Lastly, the scanning of the implants was performed with scanbodies made of treated metal 15 and originals (Archimedes®). Once the passivity of the structure over the implants was verified, both by radiographic means and with the screw test (Sheffield test) 16, the laboratory was requested to complete the prosthesis with a lithium disilicate coating, emphasizing the emergence profiles of the rehabilitation 17,18. The case was finalized by placing the prosthesis with original Vega®+ prosthetic screws of 3.6 mm (Klockner) at 30 Ncm of torque using a controlled torque wrench (or 27.15). A periapical radiograph was taken to check the correct positioning and, therefore, the passivity of the restoration. Prior to the patient's discharge, the occlusion in maximum intercuspation and during protrusive movements was checked with 40 µm articulating paper.

Discussion

The results of this clinical case are consistent with those found in the literature, which present the use of resorbable membranes as a successful therapeutic approach in horizontal regeneration procedures.

*WHAT YOU WILL DO*. In the dental implant case text, rewrite the passage starting at "Lastly, the scanning" and ending at "µm articulating paper.", renaming "periapical radiograph" to "periapical X-ray".

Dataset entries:
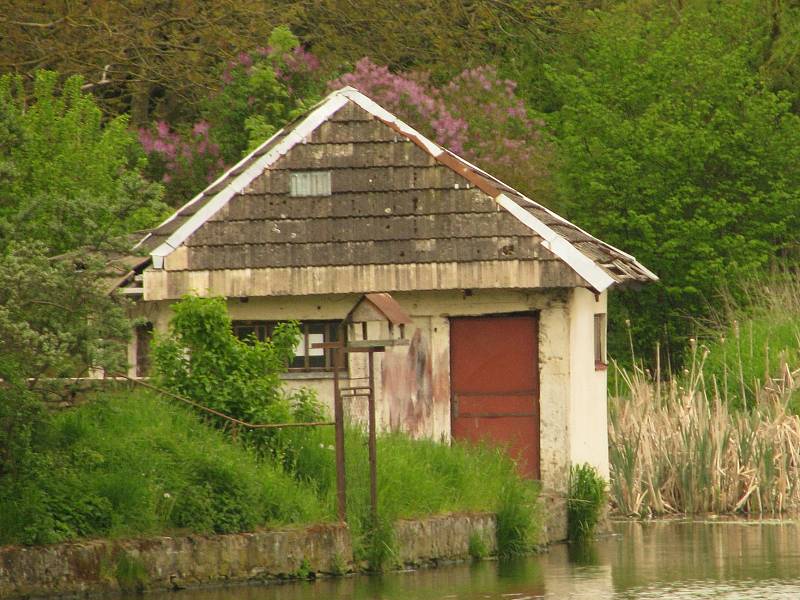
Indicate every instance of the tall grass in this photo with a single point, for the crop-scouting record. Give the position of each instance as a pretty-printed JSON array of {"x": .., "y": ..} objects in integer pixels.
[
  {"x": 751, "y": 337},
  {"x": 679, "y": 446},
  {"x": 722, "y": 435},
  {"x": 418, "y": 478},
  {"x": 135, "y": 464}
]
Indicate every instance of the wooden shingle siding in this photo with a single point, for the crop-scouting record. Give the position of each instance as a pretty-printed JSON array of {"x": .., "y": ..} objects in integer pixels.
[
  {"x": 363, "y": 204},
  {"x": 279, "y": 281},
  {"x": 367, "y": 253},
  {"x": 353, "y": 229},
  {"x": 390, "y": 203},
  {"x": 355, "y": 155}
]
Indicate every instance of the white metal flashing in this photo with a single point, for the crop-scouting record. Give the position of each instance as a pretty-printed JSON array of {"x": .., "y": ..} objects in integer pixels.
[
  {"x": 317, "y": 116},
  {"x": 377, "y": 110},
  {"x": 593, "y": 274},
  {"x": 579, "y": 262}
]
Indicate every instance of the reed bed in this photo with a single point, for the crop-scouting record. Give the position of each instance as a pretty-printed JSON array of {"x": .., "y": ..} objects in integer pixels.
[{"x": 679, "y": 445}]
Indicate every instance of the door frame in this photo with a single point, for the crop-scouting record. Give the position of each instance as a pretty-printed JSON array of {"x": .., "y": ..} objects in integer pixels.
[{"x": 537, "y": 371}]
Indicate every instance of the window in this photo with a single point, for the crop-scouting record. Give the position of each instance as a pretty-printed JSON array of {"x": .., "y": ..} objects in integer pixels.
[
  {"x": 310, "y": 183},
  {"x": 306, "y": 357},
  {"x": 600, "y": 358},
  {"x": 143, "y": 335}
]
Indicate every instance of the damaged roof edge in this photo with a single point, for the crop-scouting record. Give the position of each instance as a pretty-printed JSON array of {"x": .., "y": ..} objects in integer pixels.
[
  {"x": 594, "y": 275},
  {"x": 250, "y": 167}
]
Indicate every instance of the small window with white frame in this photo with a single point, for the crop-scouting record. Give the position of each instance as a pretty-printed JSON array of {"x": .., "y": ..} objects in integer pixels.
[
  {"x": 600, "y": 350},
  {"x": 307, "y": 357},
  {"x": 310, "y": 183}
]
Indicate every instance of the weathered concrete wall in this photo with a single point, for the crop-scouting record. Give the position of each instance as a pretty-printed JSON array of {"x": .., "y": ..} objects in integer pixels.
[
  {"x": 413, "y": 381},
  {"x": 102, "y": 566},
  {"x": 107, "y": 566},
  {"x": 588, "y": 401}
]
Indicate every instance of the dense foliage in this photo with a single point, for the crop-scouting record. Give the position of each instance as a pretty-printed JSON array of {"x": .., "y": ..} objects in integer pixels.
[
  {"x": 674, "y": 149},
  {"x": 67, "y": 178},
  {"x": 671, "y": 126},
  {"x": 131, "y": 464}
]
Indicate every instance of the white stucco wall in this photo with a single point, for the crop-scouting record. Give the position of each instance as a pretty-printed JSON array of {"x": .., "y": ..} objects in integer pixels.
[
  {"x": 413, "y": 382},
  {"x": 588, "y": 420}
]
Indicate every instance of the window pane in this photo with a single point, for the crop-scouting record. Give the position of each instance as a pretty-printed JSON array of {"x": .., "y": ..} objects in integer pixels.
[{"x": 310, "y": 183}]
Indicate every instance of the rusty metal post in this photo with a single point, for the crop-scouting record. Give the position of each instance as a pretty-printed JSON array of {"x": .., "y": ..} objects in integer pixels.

---

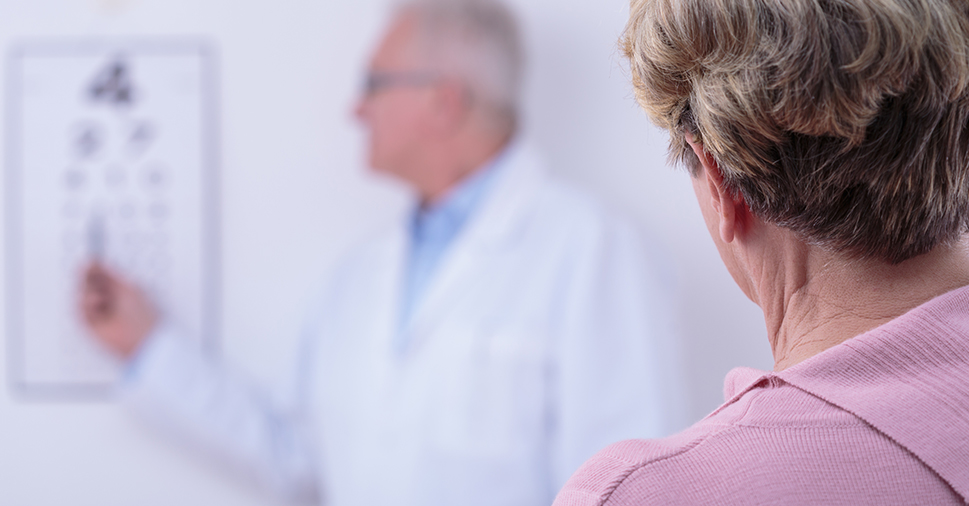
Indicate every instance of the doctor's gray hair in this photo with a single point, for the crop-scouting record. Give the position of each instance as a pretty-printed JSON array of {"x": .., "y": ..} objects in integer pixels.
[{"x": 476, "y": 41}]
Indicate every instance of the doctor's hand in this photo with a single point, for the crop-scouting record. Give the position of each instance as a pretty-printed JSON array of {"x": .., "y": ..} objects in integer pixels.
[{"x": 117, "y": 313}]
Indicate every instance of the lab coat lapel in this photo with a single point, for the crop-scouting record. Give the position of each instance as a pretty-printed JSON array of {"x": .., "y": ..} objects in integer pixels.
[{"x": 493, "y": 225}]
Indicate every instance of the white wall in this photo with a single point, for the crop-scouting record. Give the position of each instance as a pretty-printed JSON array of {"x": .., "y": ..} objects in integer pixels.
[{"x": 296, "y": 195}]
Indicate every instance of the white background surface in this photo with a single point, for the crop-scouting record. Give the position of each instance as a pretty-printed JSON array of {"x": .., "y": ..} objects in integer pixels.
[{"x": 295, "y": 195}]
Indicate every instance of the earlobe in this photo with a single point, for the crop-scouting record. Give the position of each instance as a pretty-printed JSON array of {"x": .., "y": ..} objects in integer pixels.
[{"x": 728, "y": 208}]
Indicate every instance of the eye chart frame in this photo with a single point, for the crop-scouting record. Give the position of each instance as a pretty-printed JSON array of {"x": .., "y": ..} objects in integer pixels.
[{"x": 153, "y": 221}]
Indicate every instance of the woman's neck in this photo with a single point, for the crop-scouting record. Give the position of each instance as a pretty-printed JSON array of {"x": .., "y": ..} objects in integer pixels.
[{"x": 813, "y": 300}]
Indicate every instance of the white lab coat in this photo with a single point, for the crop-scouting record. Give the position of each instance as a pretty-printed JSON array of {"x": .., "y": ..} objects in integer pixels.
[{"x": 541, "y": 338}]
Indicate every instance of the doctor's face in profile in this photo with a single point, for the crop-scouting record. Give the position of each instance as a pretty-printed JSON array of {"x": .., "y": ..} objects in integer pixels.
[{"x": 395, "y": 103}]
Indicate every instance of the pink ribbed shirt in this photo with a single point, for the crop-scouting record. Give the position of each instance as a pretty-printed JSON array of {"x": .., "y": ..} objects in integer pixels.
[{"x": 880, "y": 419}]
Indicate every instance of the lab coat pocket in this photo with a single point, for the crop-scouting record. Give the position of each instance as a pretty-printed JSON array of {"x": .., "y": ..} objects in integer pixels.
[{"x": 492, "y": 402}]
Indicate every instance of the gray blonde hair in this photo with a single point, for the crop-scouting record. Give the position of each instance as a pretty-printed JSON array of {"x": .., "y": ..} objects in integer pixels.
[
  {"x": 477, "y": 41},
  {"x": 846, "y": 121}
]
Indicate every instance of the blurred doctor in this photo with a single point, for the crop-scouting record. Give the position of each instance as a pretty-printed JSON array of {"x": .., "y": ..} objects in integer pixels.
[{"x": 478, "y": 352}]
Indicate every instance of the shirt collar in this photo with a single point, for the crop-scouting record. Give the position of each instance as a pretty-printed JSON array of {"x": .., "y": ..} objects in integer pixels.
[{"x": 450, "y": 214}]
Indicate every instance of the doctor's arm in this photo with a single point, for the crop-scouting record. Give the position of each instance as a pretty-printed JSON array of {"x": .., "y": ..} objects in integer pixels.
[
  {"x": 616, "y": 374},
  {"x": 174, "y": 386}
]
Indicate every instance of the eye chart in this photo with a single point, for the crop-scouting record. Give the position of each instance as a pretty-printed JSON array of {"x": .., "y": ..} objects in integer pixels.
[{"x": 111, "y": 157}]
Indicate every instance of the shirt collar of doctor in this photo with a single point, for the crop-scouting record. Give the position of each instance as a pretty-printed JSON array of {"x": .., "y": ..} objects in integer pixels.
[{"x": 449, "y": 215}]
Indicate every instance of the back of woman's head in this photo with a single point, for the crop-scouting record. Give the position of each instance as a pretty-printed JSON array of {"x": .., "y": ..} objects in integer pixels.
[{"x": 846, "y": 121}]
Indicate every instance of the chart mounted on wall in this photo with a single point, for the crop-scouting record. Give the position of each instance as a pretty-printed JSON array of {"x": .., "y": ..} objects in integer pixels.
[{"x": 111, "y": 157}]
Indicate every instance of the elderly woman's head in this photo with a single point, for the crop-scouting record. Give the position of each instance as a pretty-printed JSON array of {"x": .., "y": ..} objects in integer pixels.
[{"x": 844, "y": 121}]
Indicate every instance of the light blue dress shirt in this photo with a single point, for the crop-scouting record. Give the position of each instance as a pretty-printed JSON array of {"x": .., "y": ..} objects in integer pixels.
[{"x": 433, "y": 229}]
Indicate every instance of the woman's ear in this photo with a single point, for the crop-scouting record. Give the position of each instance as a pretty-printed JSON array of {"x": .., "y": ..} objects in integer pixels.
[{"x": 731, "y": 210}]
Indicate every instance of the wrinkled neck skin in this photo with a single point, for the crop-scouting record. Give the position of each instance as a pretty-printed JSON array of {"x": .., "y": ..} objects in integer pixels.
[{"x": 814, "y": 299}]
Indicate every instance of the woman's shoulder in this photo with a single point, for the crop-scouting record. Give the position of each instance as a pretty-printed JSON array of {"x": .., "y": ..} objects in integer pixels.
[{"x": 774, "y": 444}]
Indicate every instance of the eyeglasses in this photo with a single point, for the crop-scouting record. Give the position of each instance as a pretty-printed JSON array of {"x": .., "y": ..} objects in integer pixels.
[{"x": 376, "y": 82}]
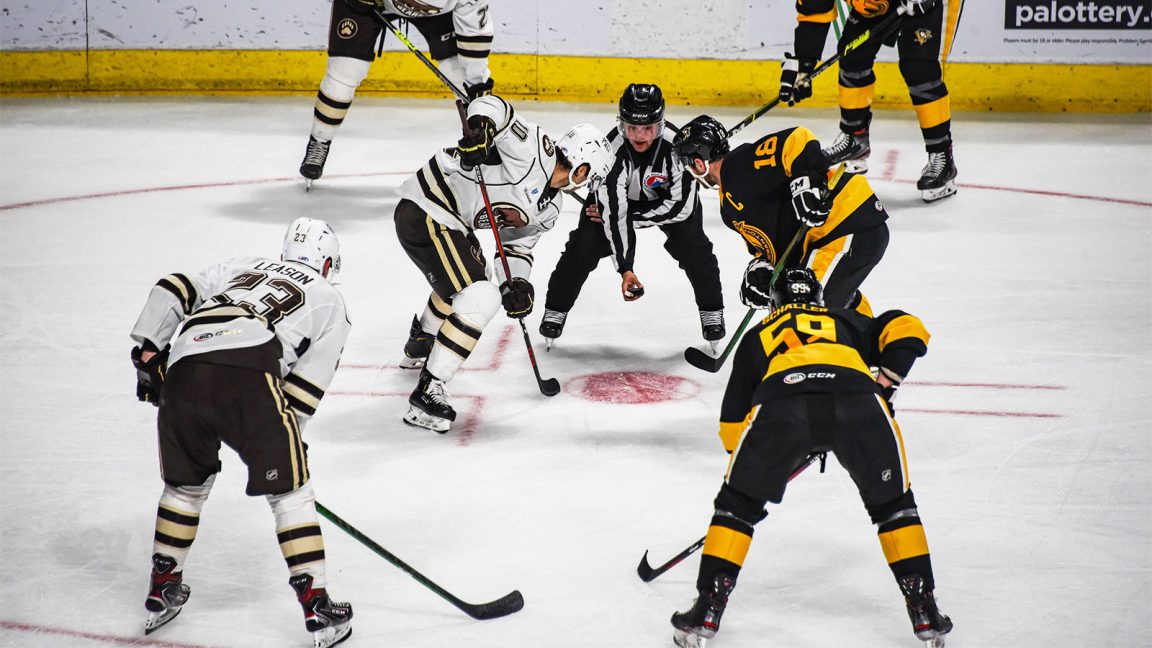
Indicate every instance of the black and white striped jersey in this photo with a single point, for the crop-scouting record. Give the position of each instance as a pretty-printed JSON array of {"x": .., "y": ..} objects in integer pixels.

==

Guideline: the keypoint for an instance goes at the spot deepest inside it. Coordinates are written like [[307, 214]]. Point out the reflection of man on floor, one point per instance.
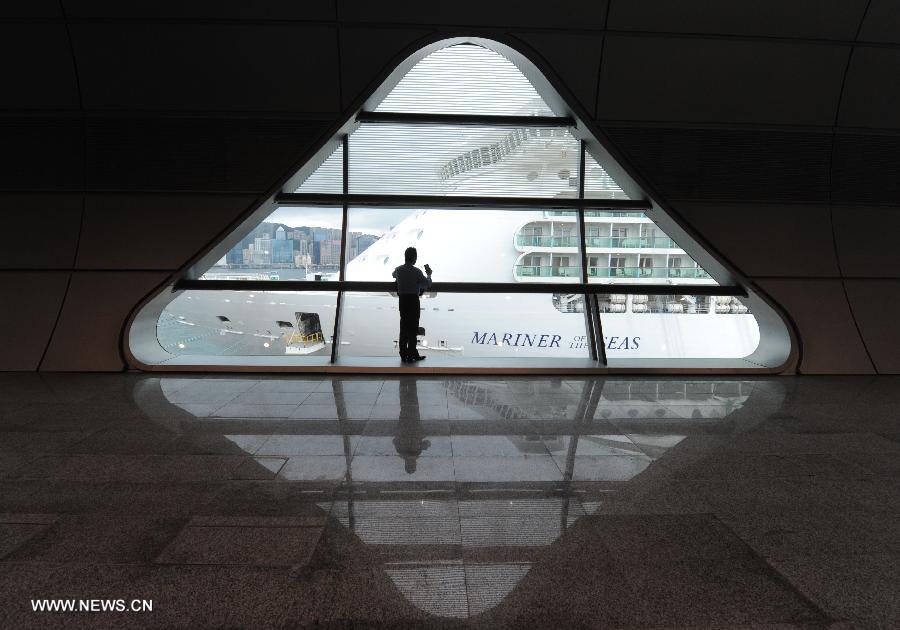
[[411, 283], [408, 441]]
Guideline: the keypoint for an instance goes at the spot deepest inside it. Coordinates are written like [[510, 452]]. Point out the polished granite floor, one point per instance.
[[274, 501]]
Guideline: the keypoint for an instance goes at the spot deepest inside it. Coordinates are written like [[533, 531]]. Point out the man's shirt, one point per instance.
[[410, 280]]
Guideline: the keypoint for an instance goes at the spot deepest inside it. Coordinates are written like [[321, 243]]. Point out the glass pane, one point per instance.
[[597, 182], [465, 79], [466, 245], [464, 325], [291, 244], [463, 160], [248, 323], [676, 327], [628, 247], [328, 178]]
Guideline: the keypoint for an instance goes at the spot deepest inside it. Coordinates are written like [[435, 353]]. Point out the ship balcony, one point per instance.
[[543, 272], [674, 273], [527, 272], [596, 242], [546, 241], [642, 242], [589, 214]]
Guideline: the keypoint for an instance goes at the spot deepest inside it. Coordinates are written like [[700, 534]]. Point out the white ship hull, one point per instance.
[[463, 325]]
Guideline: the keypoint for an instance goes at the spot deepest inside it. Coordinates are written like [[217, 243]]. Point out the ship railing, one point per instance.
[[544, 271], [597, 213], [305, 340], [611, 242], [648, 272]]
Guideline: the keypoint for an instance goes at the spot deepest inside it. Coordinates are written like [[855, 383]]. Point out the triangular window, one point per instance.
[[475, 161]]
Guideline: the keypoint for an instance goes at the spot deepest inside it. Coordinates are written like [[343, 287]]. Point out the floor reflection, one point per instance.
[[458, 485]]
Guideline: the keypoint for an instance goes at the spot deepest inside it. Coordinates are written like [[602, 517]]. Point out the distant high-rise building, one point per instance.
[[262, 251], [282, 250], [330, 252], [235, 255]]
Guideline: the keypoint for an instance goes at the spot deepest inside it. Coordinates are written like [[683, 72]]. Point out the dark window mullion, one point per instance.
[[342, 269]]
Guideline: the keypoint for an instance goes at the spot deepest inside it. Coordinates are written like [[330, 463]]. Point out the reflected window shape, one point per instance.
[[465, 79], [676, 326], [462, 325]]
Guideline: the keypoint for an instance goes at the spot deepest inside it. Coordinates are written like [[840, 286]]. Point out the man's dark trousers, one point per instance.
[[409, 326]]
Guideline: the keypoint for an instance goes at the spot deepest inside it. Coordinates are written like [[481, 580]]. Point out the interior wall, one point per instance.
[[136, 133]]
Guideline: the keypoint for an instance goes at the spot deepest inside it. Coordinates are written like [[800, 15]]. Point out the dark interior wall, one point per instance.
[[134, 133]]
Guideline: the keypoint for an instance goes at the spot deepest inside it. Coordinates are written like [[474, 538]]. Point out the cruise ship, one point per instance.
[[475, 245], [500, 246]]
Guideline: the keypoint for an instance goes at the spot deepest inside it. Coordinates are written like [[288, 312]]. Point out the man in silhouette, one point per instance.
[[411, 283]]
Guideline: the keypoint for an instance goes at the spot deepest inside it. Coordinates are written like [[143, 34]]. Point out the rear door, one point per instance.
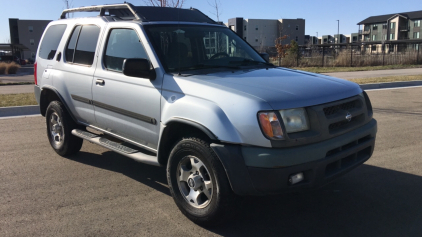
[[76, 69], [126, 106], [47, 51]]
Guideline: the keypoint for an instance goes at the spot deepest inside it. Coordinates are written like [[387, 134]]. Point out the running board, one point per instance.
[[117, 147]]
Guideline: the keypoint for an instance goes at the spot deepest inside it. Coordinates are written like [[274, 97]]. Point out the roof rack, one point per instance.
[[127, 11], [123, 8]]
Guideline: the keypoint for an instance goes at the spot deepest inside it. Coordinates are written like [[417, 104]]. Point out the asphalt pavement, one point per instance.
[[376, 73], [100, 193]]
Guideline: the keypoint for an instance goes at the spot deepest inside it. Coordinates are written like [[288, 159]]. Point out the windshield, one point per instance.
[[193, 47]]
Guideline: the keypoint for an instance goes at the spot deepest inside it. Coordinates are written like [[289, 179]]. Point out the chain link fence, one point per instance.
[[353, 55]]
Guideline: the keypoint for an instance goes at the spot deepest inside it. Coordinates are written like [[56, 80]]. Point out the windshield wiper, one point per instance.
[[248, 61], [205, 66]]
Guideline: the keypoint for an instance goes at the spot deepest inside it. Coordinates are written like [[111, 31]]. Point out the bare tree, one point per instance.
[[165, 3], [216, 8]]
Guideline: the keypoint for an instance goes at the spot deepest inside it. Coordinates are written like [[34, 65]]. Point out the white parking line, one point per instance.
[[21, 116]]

*ANSWER BOX*.
Lastly, the scanning of the implants was performed with scanbodies made of treated metal 15 and originals (Archimedes®). Once the passivity of the structure over the implants was verified, both by radiographic means and with the screw test (Sheffield test) 16, the laboratory was requested to complete the prosthesis with a lithium disilicate coating, emphasizing the emergence profiles of the rehabilitation 17,18. The case was finalized by placing the prosthesis with original Vega®+ prosthetic screws of 3.6 mm (Klockner) at 30 Ncm of torque using a controlled torque wrench (or 27.15). A periapical X-ray was taken to check the correct positioning and, therefore, the passivity of the restoration. Prior to the patient's discharge, the occlusion in maximum intercuspation and during protrusive movements was checked with 40 µm articulating paper.